## Directive 1
In the court judgment below, edit the passage from "12. Mr Anthony, appearing" to "of these seriatim.", swapping "seriatim" for "one by one".

## Article
## Start
9. The learned Single Judge had come to the conclusion, on the facts stated above, that the petitioner's case would be governed by the decision of this Court in Moti Ram Deka and Ors. v. General Manager, North East Frontier Railway : (1964)IILLJ467SC as the petitioner's prospects and emoluments were adversely affected by the impugned order. The learned Judge thought that the mere fact that the Department was reorganised and that the petitioner was to be fitted into an appropriate category by the procedure laid down in Rule 5 did not take away the effect, that is to say, the loss of his emoluments, of the procedure to which the petitioner had been subjected. This view implied that Article 311 of the Constitution was attracted by the case despite the above mentioned creation of the Central Information Service by the rules.
10. The Division Bench which heard the Appeal of the Union of India was not inclined to interfere with the discretion of the learned Single Judge in rejecting the objection to the petition on the ground of delay. We too will not enter into this question which was not argued before us.
11. The Division Bench, after reviewing facts leading to the absorption of the Appellant into a newly constituted Central Information Service, in accordance with the procedure laid down in Rule 5 mentioned above, held that the 'News and Information Cadre' of the Department, in which the Appellant was initially appointed, had been superseded by the cadres and grades constituted by the rules of the new service. It overruled the contention of the Petitioner that the effect of the rules was merely to transfer employees in existing posts to corresponding posts with new designations. It held that the Rules did create an altogether new service. It pointed out that the process of entry into the new service was of selection of each individual candidate after an examination of his individual record and qualifications by a Selection Committee before which he appeared so that there could be no automatic fitting into some corresponding appropriate post of a pre-determined class and grade. The rules and process for the Constitution of the new service did not guarantee the class or grade or emoluments enjoyed by any candidate in a cadre in which he served prior to the setting up of the new service. It, therefore, held that no question of demotion or reduction in rank, without observing the procedure laid down in Article 311 of the Constitution arose at all in the instant case.
12. Mr Anthony, appearing on behalf of the Appellant, has assailed the correctness of the decision of the Division Bench of the Delhi High Court on five grounds. We will take up and consider each of these seriatim.
## End
## Listed entries
## Start
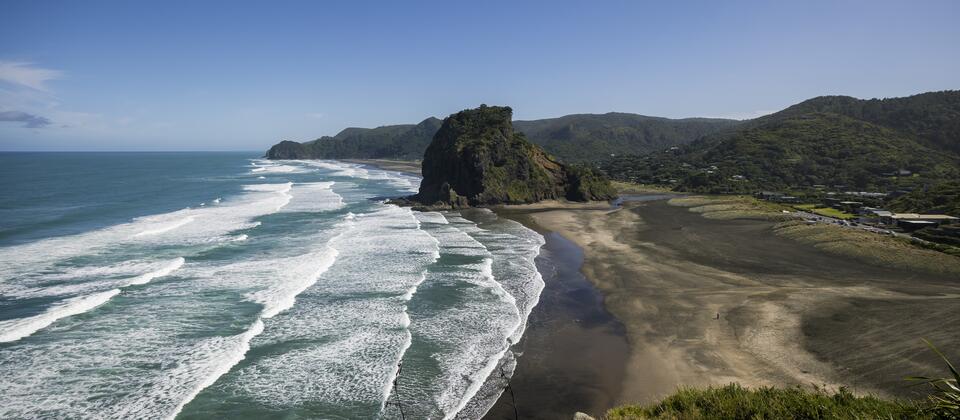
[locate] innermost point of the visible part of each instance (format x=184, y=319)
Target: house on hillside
x=914, y=221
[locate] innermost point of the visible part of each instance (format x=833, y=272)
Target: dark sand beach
x=573, y=352
x=789, y=313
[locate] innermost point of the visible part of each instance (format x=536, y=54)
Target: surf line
x=268, y=311
x=408, y=338
x=16, y=329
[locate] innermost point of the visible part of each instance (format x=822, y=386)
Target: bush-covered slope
x=943, y=197
x=590, y=137
x=477, y=158
x=932, y=118
x=834, y=141
x=404, y=142
x=582, y=137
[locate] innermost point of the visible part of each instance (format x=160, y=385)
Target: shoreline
x=709, y=302
x=571, y=356
x=410, y=167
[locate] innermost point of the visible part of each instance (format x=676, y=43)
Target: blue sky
x=168, y=75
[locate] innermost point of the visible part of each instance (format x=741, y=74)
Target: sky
x=234, y=75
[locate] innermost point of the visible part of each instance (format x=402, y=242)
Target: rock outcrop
x=476, y=158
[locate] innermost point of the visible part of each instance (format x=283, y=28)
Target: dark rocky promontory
x=476, y=158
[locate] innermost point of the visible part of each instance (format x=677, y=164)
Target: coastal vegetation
x=736, y=402
x=889, y=146
x=797, y=151
x=881, y=250
x=591, y=137
x=402, y=142
x=733, y=207
x=476, y=158
x=571, y=138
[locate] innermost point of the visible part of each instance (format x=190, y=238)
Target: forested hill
x=405, y=142
x=876, y=145
x=581, y=137
x=932, y=118
x=590, y=137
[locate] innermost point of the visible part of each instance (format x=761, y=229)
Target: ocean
x=197, y=285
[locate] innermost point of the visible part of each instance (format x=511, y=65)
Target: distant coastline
x=411, y=167
x=709, y=302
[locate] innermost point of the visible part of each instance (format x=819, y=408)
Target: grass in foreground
x=735, y=402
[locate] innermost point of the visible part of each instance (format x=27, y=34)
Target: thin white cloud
x=26, y=74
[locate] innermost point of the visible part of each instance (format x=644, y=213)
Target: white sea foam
x=304, y=273
x=85, y=280
x=402, y=181
x=15, y=329
x=186, y=226
x=354, y=319
x=163, y=271
x=314, y=197
x=477, y=332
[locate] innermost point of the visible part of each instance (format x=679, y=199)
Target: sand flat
x=788, y=313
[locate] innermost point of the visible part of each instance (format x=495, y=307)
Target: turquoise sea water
x=197, y=285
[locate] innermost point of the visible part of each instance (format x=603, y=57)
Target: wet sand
x=788, y=313
x=406, y=166
x=573, y=352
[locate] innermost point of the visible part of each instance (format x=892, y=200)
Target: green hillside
x=932, y=118
x=590, y=137
x=807, y=144
x=405, y=142
x=942, y=198
x=582, y=137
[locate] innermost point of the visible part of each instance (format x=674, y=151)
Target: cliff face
x=476, y=158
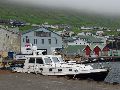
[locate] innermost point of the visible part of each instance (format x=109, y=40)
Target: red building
x=105, y=51
x=87, y=50
x=97, y=50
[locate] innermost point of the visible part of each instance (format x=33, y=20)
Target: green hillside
x=55, y=16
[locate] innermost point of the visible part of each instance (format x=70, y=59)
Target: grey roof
x=74, y=49
x=91, y=39
x=36, y=28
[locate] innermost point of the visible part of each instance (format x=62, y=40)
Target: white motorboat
x=55, y=65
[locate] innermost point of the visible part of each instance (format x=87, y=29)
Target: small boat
x=55, y=65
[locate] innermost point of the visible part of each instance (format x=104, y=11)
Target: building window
x=23, y=40
x=49, y=41
x=42, y=41
x=32, y=60
x=56, y=41
x=35, y=41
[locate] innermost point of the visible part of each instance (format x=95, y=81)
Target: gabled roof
x=36, y=28
x=74, y=49
x=91, y=39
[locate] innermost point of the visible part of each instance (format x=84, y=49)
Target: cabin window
x=50, y=69
x=47, y=60
x=59, y=70
x=42, y=41
x=56, y=41
x=60, y=59
x=55, y=59
x=23, y=40
x=35, y=41
x=39, y=60
x=49, y=41
x=32, y=60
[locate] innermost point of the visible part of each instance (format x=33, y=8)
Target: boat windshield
x=47, y=60
x=60, y=59
x=55, y=60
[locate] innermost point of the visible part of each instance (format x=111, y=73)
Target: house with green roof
x=43, y=38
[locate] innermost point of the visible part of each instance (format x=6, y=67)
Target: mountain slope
x=55, y=16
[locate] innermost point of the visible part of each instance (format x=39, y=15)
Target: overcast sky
x=98, y=6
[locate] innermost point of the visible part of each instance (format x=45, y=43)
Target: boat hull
x=97, y=76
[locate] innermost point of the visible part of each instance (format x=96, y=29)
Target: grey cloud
x=98, y=6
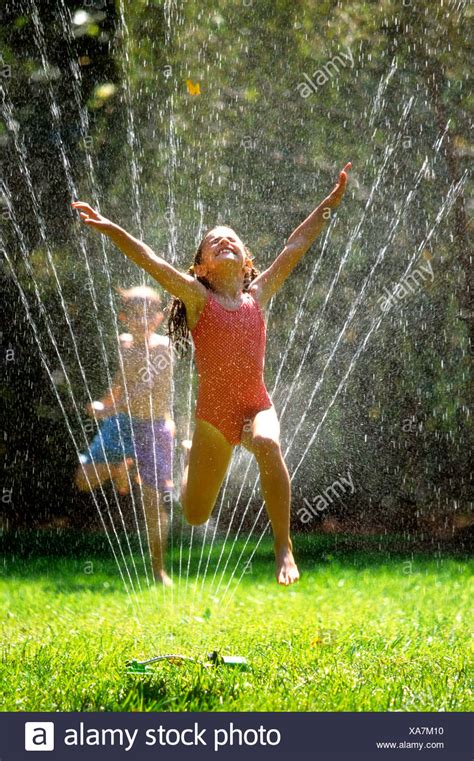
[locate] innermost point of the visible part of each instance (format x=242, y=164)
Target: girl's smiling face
x=221, y=249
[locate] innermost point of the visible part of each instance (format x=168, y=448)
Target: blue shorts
x=148, y=442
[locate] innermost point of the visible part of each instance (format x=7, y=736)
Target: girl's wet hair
x=178, y=330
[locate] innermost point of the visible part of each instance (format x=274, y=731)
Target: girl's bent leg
x=264, y=442
x=209, y=459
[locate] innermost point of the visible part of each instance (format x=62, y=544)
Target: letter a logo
x=39, y=735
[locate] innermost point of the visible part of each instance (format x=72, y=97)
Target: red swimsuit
x=230, y=358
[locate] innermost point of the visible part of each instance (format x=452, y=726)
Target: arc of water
x=65, y=374
x=446, y=206
x=41, y=46
x=25, y=172
x=65, y=16
x=190, y=394
x=134, y=150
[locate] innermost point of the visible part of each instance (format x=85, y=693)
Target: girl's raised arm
x=179, y=284
x=269, y=281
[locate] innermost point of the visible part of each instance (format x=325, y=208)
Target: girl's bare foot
x=161, y=577
x=286, y=570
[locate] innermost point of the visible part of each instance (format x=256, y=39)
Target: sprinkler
x=213, y=659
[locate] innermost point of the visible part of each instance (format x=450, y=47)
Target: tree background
x=98, y=103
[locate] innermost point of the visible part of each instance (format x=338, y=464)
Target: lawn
x=366, y=629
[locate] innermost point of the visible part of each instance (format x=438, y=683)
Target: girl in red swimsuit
x=220, y=301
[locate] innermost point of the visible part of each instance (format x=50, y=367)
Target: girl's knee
x=195, y=511
x=265, y=447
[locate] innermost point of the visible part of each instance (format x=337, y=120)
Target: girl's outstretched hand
x=340, y=188
x=91, y=217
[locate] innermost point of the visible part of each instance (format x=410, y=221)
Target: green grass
x=364, y=630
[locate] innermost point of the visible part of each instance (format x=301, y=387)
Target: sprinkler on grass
x=213, y=659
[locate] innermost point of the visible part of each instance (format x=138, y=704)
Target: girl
x=220, y=301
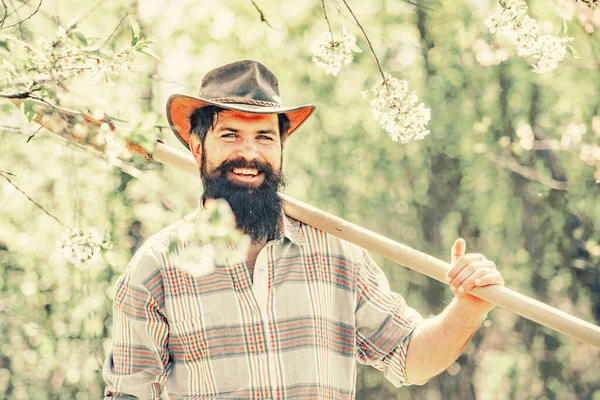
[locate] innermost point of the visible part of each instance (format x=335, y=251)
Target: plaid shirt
x=315, y=304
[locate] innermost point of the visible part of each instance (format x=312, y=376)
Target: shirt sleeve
x=384, y=322
x=136, y=367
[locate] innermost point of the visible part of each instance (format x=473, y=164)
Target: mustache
x=226, y=166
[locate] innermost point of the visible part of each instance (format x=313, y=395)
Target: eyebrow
x=234, y=130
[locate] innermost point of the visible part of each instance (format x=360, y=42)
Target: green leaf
x=79, y=38
x=27, y=108
x=574, y=52
x=150, y=52
x=355, y=48
x=135, y=31
x=563, y=29
x=143, y=43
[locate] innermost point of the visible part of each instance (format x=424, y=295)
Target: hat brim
x=180, y=108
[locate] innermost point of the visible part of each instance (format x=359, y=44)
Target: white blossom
x=552, y=51
x=83, y=246
x=330, y=53
x=397, y=110
x=511, y=20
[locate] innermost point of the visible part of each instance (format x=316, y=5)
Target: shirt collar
x=290, y=229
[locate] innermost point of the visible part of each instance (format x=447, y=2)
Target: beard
x=257, y=209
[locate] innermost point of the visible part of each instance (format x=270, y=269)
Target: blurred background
x=512, y=164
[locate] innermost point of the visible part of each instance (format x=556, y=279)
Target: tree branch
x=31, y=15
x=114, y=31
x=5, y=14
x=262, y=15
x=525, y=172
x=327, y=19
x=4, y=175
x=366, y=37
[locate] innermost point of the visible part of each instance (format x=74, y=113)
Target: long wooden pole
x=501, y=296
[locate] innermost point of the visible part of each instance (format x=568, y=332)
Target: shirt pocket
x=214, y=355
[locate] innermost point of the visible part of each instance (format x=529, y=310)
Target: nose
x=248, y=150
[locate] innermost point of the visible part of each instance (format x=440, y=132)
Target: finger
x=492, y=278
x=459, y=249
x=468, y=270
x=469, y=283
x=461, y=263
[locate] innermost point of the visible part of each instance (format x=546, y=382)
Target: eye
x=264, y=137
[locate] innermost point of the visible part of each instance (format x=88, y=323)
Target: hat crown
x=245, y=81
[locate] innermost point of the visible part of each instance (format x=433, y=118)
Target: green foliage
x=487, y=114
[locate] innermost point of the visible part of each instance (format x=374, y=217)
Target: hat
x=246, y=86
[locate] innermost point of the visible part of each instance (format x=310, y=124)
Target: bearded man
x=291, y=320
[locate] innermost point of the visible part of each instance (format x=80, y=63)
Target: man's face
x=240, y=161
x=253, y=138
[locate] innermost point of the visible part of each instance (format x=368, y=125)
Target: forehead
x=228, y=117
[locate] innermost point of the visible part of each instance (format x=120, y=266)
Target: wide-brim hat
x=246, y=86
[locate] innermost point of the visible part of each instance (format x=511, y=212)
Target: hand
x=469, y=271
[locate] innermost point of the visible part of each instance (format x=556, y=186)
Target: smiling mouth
x=247, y=172
x=246, y=175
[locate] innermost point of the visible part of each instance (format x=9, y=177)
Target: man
x=291, y=320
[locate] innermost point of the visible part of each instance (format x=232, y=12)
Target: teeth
x=245, y=171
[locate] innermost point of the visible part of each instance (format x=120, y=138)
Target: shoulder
x=318, y=240
x=149, y=260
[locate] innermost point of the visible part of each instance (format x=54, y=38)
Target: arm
x=438, y=341
x=136, y=366
x=384, y=322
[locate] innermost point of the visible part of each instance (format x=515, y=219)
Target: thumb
x=458, y=250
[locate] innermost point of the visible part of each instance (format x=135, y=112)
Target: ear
x=196, y=148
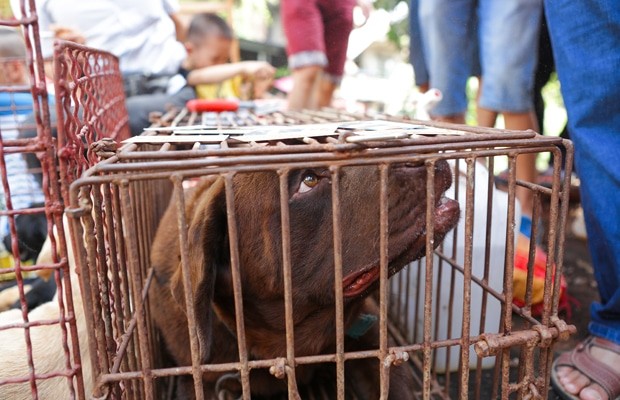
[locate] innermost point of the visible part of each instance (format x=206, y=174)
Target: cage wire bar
x=117, y=204
x=89, y=106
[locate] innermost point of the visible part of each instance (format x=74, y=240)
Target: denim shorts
x=497, y=39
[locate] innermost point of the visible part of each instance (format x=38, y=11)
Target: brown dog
x=258, y=216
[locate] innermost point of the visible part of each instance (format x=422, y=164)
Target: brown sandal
x=581, y=359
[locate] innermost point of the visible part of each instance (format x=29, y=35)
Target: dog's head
x=309, y=196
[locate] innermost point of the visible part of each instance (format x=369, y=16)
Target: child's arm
x=222, y=72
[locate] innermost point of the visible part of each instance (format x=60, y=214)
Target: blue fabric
x=448, y=34
x=416, y=51
x=362, y=325
x=15, y=103
x=585, y=35
x=498, y=37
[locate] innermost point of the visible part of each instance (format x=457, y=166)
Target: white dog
x=47, y=343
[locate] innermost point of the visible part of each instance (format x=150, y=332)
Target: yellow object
x=228, y=89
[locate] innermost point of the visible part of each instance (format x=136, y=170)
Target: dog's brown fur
x=258, y=216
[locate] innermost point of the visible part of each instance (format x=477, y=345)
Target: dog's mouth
x=446, y=216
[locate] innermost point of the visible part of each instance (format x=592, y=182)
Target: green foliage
x=399, y=31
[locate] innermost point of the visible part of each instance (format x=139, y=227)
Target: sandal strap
x=598, y=372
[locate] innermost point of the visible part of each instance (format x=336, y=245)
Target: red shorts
x=317, y=32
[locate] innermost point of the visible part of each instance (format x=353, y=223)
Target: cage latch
x=279, y=369
x=104, y=148
x=396, y=358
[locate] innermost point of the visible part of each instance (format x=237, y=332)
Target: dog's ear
x=207, y=244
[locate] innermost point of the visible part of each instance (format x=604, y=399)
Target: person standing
x=317, y=33
x=585, y=36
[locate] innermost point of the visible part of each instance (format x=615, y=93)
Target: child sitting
x=209, y=41
x=207, y=73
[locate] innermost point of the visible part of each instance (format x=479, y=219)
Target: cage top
x=191, y=144
x=271, y=125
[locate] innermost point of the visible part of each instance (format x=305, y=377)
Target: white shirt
x=25, y=190
x=139, y=32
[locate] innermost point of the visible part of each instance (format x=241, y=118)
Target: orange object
x=220, y=105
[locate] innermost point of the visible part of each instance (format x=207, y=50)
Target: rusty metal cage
x=50, y=156
x=449, y=318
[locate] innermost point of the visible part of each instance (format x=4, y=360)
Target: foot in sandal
x=591, y=371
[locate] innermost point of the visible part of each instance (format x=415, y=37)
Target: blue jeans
x=416, y=51
x=497, y=39
x=585, y=35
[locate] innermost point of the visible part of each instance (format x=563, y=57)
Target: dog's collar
x=361, y=325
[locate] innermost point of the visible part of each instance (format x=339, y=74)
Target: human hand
x=258, y=70
x=69, y=34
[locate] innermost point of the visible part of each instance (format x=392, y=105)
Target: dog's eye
x=308, y=182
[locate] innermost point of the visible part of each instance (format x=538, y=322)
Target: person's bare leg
x=580, y=385
x=526, y=163
x=324, y=92
x=304, y=80
x=486, y=117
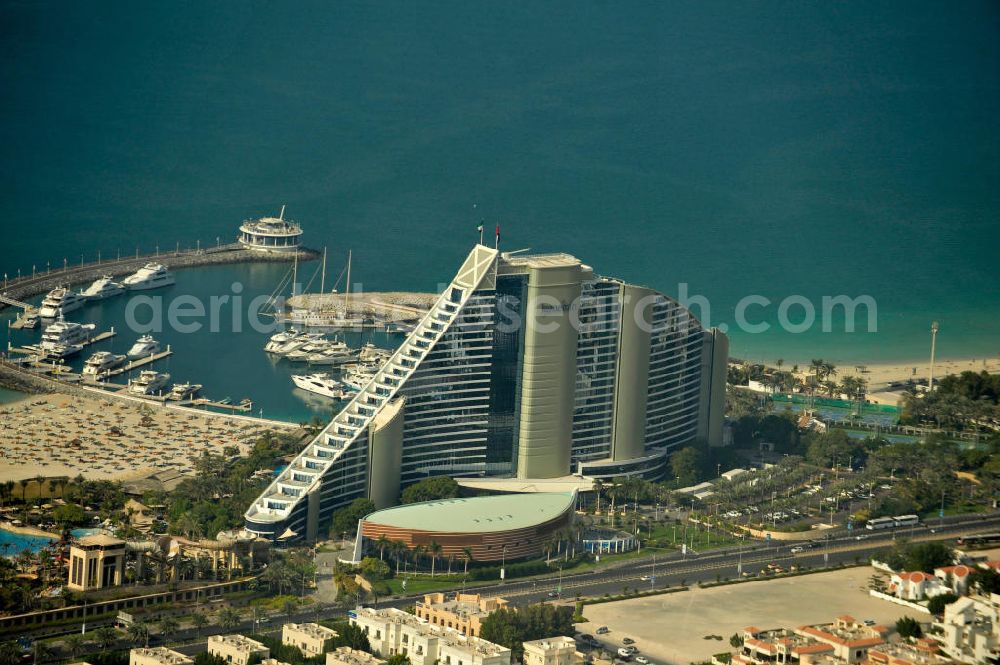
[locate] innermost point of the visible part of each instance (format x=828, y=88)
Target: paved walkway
x=326, y=589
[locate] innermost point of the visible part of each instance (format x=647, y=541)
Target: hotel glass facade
x=525, y=366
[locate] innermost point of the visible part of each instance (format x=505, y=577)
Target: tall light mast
x=930, y=378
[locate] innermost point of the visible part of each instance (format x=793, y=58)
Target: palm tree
x=138, y=632
x=598, y=488
x=199, y=621
x=382, y=543
x=434, y=549
x=106, y=637
x=168, y=625
x=188, y=526
x=467, y=555
x=277, y=575
x=418, y=552
x=43, y=651
x=74, y=643
x=229, y=618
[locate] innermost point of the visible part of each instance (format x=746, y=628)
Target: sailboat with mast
x=314, y=314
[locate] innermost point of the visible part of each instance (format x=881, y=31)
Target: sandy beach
x=63, y=435
x=693, y=625
x=882, y=374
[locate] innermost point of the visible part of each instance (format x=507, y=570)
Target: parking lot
x=691, y=626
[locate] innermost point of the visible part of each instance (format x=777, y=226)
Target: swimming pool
x=12, y=544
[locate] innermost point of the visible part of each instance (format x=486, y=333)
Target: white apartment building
x=349, y=656
x=311, y=639
x=552, y=651
x=970, y=629
x=391, y=631
x=157, y=656
x=236, y=649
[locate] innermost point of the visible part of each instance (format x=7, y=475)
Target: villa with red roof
x=956, y=577
x=916, y=585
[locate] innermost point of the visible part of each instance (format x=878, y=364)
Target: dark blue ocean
x=773, y=148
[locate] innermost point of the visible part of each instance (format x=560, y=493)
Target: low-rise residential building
x=552, y=651
x=157, y=656
x=779, y=645
x=916, y=585
x=391, y=631
x=236, y=649
x=924, y=651
x=457, y=649
x=349, y=656
x=850, y=639
x=96, y=562
x=969, y=630
x=842, y=641
x=956, y=578
x=311, y=639
x=463, y=612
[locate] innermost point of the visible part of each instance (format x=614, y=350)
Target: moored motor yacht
x=150, y=382
x=297, y=343
x=105, y=287
x=60, y=301
x=144, y=346
x=321, y=384
x=101, y=362
x=277, y=340
x=333, y=356
x=180, y=391
x=66, y=333
x=150, y=276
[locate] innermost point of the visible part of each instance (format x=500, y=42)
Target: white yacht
x=144, y=346
x=181, y=391
x=30, y=319
x=297, y=343
x=66, y=333
x=150, y=276
x=333, y=356
x=303, y=352
x=321, y=384
x=61, y=351
x=101, y=362
x=59, y=301
x=148, y=383
x=278, y=339
x=103, y=288
x=357, y=379
x=372, y=354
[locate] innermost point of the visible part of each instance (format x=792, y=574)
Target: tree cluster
x=512, y=627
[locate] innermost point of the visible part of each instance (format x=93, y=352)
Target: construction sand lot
x=671, y=628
## End
## Directive 2
Reproduce, character for character, the rows from the line with "(format x=615, y=93)" to the line with "x=361, y=325".

## Full output 1
12. Mr Anthony, appearing on behalf of the Appellant, has assailed the correctness of the decision of the Division Bench of the Delhi High Court on five grounds. We will take up and consider each of these one by one.

## Full output 2
[locate] innermost point of the visible part of each instance (format x=615, y=93)
Target: child sitting
x=209, y=41
x=207, y=73
[locate] innermost point of the visible part of each instance (format x=479, y=219)
Target: cage top
x=191, y=144
x=271, y=125
[locate] innermost point of the visible part of each instance (format x=305, y=377)
Target: white shirt
x=25, y=190
x=139, y=32
[locate] innermost point of the visible part of each instance (format x=241, y=118)
Target: orange object
x=220, y=105
[locate] innermost point of the visible part of each instance (format x=207, y=50)
Target: rusty metal cage
x=50, y=156
x=449, y=318
[locate] innermost point of the visible part of each instance (format x=4, y=360)
Target: foot in sandal
x=591, y=371
[locate] innermost point of the visible part of each instance (format x=415, y=37)
Target: blue jeans
x=416, y=51
x=497, y=39
x=585, y=35
[locate] innermost point of the visible part of each instance (format x=563, y=57)
Target: dog's collar
x=361, y=325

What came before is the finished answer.